*Description of the task*
Start with the line containing "green leaf shown in this photo?" and write out each line through the end of the listing, exactly as given.
►
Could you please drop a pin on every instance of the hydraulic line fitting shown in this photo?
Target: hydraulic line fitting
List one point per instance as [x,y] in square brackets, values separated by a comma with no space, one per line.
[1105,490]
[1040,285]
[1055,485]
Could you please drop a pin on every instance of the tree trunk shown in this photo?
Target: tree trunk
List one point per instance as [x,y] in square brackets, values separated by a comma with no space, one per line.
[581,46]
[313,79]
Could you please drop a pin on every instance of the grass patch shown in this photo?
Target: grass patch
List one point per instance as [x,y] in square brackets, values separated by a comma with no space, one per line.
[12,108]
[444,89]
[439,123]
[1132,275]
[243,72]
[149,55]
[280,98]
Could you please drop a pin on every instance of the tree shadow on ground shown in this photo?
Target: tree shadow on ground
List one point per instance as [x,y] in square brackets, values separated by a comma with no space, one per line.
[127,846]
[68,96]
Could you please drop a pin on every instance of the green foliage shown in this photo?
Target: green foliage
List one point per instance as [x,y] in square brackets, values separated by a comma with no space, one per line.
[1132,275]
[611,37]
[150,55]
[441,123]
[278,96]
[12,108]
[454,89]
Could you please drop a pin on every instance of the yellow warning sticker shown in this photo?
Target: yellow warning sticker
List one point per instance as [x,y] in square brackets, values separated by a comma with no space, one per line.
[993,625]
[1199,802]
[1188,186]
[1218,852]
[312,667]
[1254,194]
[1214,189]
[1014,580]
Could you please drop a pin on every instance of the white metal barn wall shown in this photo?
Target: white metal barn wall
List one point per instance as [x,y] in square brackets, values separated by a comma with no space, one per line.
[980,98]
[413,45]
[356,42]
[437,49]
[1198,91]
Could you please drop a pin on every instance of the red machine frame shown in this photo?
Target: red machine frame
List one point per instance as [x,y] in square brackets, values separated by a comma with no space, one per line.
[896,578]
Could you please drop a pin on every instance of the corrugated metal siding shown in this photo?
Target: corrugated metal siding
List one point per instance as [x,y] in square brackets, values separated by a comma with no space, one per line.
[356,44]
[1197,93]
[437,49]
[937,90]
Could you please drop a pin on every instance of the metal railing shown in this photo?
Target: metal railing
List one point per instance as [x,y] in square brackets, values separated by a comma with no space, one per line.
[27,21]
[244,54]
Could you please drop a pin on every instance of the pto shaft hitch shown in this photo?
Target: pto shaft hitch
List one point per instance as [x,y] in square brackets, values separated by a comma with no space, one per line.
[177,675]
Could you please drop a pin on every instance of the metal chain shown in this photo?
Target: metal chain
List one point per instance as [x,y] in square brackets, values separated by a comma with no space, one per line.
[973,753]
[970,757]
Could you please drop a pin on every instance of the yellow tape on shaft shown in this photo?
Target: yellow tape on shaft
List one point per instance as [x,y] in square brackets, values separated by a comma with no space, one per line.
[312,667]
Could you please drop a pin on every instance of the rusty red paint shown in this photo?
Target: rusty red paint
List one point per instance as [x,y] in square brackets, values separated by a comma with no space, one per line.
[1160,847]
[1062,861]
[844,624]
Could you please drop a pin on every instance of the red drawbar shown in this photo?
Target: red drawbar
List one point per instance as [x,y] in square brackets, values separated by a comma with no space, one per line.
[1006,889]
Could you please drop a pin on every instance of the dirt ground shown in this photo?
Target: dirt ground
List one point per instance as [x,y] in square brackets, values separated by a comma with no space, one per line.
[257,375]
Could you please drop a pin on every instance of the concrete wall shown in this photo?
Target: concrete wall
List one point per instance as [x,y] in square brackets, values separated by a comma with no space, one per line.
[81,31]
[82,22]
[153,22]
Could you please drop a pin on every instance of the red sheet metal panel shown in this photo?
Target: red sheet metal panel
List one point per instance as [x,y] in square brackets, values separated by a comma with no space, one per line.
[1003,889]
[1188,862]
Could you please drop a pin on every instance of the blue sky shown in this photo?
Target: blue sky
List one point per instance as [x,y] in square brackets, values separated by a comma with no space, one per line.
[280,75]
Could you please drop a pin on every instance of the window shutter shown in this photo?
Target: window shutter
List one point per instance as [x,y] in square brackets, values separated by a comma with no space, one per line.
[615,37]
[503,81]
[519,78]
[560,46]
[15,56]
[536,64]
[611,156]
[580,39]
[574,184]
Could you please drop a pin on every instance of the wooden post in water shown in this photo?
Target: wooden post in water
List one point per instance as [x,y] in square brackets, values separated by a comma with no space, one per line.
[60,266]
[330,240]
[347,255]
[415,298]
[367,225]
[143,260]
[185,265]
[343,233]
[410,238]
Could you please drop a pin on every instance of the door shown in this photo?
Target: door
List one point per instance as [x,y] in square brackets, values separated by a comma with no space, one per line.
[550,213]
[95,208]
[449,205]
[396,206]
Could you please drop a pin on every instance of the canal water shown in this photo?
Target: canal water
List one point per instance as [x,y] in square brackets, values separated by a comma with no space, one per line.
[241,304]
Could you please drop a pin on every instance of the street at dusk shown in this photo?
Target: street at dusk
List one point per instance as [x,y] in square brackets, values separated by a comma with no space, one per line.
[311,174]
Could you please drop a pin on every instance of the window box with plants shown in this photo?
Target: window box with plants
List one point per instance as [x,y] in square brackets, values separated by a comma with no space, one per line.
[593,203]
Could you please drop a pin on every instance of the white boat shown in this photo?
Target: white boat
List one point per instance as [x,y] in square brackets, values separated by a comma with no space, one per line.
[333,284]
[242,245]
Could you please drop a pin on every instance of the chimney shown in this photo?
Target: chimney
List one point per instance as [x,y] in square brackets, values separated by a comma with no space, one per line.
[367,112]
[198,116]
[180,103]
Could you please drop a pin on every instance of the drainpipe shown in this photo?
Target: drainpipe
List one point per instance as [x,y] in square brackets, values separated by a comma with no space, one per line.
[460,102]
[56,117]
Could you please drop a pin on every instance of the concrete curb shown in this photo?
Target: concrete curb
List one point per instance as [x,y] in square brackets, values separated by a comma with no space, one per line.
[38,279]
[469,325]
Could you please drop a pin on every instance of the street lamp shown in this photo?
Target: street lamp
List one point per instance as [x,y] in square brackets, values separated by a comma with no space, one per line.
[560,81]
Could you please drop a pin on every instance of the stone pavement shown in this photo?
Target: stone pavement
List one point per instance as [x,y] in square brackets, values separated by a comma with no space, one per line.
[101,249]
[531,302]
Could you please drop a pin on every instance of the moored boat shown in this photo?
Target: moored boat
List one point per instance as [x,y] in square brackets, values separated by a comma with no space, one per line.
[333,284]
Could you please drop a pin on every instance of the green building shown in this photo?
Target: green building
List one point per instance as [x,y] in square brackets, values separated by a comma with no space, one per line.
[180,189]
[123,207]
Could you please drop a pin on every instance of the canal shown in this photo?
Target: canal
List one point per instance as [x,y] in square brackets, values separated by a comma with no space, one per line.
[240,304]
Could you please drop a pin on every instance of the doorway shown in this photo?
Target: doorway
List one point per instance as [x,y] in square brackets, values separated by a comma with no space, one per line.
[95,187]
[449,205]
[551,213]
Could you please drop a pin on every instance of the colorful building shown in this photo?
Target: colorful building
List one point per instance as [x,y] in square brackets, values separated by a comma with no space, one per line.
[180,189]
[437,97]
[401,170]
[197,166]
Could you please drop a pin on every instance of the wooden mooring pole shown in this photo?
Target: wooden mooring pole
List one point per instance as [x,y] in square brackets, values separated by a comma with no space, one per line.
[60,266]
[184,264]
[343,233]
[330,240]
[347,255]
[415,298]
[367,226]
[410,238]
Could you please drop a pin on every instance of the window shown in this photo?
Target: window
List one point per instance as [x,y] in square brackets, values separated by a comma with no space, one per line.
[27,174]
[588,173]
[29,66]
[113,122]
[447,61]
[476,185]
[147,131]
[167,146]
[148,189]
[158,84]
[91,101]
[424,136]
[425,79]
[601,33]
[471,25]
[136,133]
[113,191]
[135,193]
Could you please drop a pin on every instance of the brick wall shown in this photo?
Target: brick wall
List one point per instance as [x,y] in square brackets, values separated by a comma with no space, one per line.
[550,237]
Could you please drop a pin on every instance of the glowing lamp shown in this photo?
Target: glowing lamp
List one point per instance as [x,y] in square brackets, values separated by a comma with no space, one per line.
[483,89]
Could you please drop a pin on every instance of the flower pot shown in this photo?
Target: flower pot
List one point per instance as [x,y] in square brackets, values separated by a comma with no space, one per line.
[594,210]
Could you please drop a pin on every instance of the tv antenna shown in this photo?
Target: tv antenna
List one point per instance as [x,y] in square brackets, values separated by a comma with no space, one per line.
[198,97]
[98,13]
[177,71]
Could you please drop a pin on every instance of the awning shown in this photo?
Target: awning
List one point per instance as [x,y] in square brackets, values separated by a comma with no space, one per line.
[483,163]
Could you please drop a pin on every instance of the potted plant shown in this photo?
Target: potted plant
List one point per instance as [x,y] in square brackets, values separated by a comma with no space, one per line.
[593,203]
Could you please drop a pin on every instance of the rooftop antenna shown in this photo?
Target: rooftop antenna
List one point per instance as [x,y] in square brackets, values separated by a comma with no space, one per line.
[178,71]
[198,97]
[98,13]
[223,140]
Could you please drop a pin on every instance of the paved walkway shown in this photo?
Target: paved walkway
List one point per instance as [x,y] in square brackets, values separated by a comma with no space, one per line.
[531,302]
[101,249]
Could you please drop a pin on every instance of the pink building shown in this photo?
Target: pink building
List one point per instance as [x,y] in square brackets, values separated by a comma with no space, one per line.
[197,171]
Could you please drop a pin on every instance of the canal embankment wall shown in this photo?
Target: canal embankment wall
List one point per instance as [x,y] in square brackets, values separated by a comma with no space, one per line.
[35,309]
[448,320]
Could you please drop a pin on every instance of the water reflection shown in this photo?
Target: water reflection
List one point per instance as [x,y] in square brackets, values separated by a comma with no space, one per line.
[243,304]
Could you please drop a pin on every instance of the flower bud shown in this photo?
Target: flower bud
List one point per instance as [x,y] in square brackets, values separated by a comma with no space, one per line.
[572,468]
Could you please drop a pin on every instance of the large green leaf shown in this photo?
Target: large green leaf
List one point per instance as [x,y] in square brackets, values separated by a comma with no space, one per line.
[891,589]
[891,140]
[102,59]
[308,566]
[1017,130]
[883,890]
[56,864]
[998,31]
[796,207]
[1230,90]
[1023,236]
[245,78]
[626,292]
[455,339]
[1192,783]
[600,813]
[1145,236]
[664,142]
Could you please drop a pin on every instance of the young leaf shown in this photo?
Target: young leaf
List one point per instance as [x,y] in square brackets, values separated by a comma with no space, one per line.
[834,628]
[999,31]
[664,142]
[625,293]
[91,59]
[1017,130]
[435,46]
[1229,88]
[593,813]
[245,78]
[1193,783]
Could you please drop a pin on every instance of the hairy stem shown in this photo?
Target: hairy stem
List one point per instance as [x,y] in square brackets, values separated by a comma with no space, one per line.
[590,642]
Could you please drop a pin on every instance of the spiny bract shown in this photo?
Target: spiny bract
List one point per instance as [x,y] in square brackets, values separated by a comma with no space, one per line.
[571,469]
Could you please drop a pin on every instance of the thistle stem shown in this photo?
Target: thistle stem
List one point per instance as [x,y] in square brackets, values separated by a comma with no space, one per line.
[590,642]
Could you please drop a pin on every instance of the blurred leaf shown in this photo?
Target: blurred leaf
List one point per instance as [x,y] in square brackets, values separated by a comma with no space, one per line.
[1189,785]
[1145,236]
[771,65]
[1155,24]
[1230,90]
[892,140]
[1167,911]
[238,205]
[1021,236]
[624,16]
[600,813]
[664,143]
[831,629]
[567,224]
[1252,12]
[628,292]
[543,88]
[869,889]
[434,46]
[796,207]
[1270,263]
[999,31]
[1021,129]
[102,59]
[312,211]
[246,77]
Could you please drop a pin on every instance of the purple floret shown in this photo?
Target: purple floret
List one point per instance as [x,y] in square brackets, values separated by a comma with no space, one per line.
◄
*Output of the exercise*
Could you please drop a pin on every instance of the large green leaf shown in this photo?
Target: large green leaf
List one point per instance as [x,y] in square brackets, values separated by a comma with no space, one per line.
[891,589]
[891,140]
[102,59]
[308,566]
[1017,130]
[883,890]
[56,864]
[998,31]
[796,207]
[1230,90]
[1023,236]
[245,78]
[626,292]
[455,339]
[1192,783]
[600,813]
[1145,236]
[664,142]
Could you please drop a pin on every instance of the young leaf shown in this photo?
Target: young leaf
List one point per instance as [x,y] in square brackets, values separated by a comma with no space, one per line.
[834,628]
[999,31]
[664,142]
[625,293]
[91,59]
[1017,130]
[435,46]
[1229,88]
[593,813]
[245,78]
[1193,783]
Could you please drop a pin on every instance of the hairy stem shown in this photo?
Target: hairy stem
List one point per instance as [x,y] in square brackets, values separated by a comma with no space, one per line.
[590,642]
Could you please drop a pin on every instance of the spiny bract shown in this photo?
Target: spiny bract
List one point per instance as [x,y] in square brackets, values separated by a comma with no space, one per line.
[571,469]
Could you please drop a pin on every instance of the thistle stem shown in this photo?
Target: thistle stem
List one point per instance as [x,y] in square brackets, values separated by a comma with no space, one per line.
[590,642]
Could you please drop a pin on every instance of the blurred leaf shown in this photo?
Target: blurred leaf
List one point per instance as [x,y] in square brackets, values separated by a comma with no space, one per line.
[1189,785]
[1145,236]
[771,65]
[1155,24]
[1230,90]
[892,140]
[1167,911]
[238,205]
[1021,236]
[624,16]
[600,813]
[664,143]
[831,629]
[567,224]
[1252,12]
[628,292]
[543,88]
[869,889]
[434,46]
[796,207]
[1270,263]
[999,31]
[1021,129]
[102,59]
[312,211]
[246,77]
Could you please drop a pin on every instance of the purple floret shown in this photo?
Target: purple floret
List one point per instance as [x,y] in square brackets, values separated by a comma with no space, one per line.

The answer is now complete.